*Records*
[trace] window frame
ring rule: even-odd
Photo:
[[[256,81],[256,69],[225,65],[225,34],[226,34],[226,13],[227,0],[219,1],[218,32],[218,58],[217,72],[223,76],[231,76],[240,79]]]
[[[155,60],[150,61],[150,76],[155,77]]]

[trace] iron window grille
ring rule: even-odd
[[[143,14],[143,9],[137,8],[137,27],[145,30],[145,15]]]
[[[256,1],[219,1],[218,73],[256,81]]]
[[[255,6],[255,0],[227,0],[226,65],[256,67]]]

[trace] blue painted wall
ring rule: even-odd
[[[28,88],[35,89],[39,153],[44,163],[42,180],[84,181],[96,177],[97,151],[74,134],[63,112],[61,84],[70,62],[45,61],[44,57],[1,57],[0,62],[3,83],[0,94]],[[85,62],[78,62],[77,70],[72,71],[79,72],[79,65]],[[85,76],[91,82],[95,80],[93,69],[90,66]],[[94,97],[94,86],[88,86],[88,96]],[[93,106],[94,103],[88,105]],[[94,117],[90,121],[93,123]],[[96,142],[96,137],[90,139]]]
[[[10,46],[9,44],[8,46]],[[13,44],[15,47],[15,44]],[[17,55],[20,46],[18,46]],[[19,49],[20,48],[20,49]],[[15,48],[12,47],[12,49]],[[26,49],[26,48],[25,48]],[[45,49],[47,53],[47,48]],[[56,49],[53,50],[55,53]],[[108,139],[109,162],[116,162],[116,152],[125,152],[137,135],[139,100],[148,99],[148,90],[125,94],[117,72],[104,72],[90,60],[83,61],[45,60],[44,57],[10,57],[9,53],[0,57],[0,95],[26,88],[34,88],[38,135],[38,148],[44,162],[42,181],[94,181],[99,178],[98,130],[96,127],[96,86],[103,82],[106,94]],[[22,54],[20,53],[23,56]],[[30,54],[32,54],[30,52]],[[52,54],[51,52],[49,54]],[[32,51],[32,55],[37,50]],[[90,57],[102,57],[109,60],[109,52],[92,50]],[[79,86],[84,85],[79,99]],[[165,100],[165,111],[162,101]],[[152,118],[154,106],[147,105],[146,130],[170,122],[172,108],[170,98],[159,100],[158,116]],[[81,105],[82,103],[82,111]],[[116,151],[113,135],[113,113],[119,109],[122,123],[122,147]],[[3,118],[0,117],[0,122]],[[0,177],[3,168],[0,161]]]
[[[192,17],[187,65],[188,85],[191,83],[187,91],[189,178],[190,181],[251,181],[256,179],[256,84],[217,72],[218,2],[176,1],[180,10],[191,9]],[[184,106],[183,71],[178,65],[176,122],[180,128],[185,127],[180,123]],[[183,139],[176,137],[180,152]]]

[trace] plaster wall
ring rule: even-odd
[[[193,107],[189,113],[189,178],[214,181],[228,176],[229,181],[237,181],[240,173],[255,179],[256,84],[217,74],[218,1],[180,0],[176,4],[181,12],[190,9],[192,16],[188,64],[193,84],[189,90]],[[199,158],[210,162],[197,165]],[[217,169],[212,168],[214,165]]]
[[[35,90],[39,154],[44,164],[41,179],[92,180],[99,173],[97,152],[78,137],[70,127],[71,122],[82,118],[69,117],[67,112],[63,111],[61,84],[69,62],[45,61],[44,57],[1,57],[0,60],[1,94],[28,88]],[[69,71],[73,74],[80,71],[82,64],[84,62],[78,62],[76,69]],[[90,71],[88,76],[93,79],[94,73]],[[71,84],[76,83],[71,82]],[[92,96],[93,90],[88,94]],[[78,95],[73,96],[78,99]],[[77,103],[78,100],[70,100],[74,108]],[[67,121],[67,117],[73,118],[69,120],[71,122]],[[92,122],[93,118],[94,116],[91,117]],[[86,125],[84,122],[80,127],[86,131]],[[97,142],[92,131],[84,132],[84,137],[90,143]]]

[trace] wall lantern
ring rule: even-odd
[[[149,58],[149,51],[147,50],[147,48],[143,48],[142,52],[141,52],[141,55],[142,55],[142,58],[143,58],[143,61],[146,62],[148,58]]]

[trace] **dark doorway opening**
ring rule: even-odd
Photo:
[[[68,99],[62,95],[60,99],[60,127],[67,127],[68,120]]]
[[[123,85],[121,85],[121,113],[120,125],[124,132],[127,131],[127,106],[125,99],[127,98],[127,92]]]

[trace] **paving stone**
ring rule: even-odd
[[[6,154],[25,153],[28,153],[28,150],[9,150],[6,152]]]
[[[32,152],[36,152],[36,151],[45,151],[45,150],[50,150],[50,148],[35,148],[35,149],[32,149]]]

*Given request*
Reproduce word for word every line from the very first one through the line holding "[[[255,6],[255,0],[227,0],[226,65],[256,67]]]", with both of those lines included.

*Answer for the task*
[trace] window frame
ring rule: even-odd
Photo:
[[[256,81],[256,69],[225,65],[225,34],[226,34],[226,13],[227,0],[219,1],[218,32],[218,58],[217,72],[223,76],[231,76],[240,79]]]
[[[155,60],[150,61],[150,76],[155,77]]]

[trace] iron window grille
ring rule: even-odd
[[[143,14],[143,9],[137,8],[137,27],[145,30],[145,15]]]
[[[256,1],[219,1],[218,73],[256,81]]]
[[[255,6],[255,0],[227,0],[226,65],[256,67]]]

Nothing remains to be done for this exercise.